### TASK PROMPT
Retype the full set of data, character for character.

··· PROVIDED DATA ···

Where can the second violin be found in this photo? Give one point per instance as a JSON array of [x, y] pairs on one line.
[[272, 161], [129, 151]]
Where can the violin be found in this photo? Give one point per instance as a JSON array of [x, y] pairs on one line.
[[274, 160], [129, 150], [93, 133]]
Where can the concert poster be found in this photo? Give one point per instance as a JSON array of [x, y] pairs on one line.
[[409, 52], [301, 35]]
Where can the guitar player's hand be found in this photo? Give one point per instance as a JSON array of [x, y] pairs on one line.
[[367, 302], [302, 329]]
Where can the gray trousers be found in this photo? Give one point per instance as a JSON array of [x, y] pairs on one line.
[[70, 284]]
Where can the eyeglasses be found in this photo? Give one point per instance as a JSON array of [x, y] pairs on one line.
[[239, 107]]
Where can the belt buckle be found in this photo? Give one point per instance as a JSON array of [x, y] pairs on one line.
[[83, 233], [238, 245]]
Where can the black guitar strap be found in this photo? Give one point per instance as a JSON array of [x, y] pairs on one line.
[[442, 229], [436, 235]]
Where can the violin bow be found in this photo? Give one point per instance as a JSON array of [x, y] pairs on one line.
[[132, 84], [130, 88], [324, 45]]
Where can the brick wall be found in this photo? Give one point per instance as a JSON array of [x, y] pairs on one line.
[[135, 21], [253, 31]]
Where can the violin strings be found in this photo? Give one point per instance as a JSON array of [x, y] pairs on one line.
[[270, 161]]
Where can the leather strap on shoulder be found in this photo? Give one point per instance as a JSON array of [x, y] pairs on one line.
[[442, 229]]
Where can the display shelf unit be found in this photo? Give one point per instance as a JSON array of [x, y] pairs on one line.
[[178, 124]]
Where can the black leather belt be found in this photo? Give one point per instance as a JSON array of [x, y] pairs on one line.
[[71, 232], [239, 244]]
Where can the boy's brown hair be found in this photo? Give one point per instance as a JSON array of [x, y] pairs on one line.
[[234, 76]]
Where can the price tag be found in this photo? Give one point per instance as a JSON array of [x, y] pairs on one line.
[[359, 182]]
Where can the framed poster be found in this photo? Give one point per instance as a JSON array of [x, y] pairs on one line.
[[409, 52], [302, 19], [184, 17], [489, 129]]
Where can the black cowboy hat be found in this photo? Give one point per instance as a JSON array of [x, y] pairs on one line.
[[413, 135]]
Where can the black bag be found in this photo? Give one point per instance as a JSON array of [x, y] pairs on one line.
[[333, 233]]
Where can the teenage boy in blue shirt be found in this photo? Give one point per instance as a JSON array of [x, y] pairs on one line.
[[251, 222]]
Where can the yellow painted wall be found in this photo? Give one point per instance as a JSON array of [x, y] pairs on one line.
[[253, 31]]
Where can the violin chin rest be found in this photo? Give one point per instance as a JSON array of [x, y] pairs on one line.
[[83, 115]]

···

### SOLUTION BELOW
Where can the second violin be found in this photo? Give one point per instance as a JSON array of [x, y] pairs on one line.
[[272, 161], [129, 151]]
Where can the violin be found in this photo? Give one point per instance as a JSON array of [x, y] pairs on one line.
[[274, 160], [129, 150], [93, 133]]
Where can the concert poster be found in this photo? Give one point per instance as a JSON array of [x, y] pairs on one line.
[[409, 52], [301, 35]]
Where can the guitar player's hand be found in this photo? Give one point per instance as a JSON array of [x, y] pairs on one line.
[[367, 302], [302, 329]]
Where can the gray trousers be found in this photo? Give one point per instance as a JSON array of [x, y] pairs on one line.
[[70, 284]]
Where can the eyeglasses be found in this photo? Give one point per instance as a JSON array of [x, y] pairs on one line.
[[239, 107]]
Where can the belt buckle be found in this photo? Give one point per instance as a JSON array of [x, y] pairs on one line.
[[83, 233], [238, 245]]
Where can the black guitar strap be found in this photo? Give one point per instance as a JSON array of [x, y] pairs on one line.
[[442, 229], [436, 235]]
Where can the violin bow be found in this photo? Give one point per instance as a JSON array of [x, y] pairs on one line.
[[132, 84], [130, 88], [324, 45]]
Where can the brick wall be found in this photo? Give one point per instance as a JSON array of [x, y] pairs on one line.
[[135, 21], [253, 31]]
Where can the violin strings be found in this photo? Give one point per instance as a JSON array of [x, y] pairs on one line.
[[270, 161]]
Where can the leather strap on shoulder be found in this photo? Give one point per instance as a JSON array of [x, y] pairs on one line.
[[442, 229]]
Where can the display shelf unit be found in this photo? Give one point per instance as a JSON array of [x, y] pairs on one line.
[[178, 124]]
Where can the black leather belt be found in this photo? Give one point per instance as a JSON array of [x, y] pairs on one line.
[[71, 232], [239, 244]]
Where can the boy's brown hair be found in this photo? Give one point per instance as a JSON array of [x, y] pairs on one line.
[[234, 76]]
Where can the price tag be found in this photo? Give one point per instance as a JSON array of [x, y] pairs on one line.
[[359, 182]]
Where can the framed poster be found in this photo? Give one point per instance as a JSON array of [x, y] pairs on one line.
[[409, 52], [302, 19], [184, 17], [489, 129]]
Where can the black cowboy hat be found in this photo? Give one point per instance as a JSON array of [x, y] pairs on one line.
[[413, 135]]
Where can the black bag be found in this photo? Give one point per instance as a JSON array of [x, y] pairs on one line.
[[333, 233]]
Where can the teenage boy in blue shirt be found in this photo? Give one point per instance as a JSON array of [x, y] pairs on one line.
[[251, 222]]
Where can the yellow painted wall be found in this photo? Give one point per instance as a JSON array of [x, y] pairs on one line.
[[253, 31]]
Where can the violin chin rest be found in this photo? Give one point per instance as a JSON array of [x, y] pairs on one line.
[[83, 115]]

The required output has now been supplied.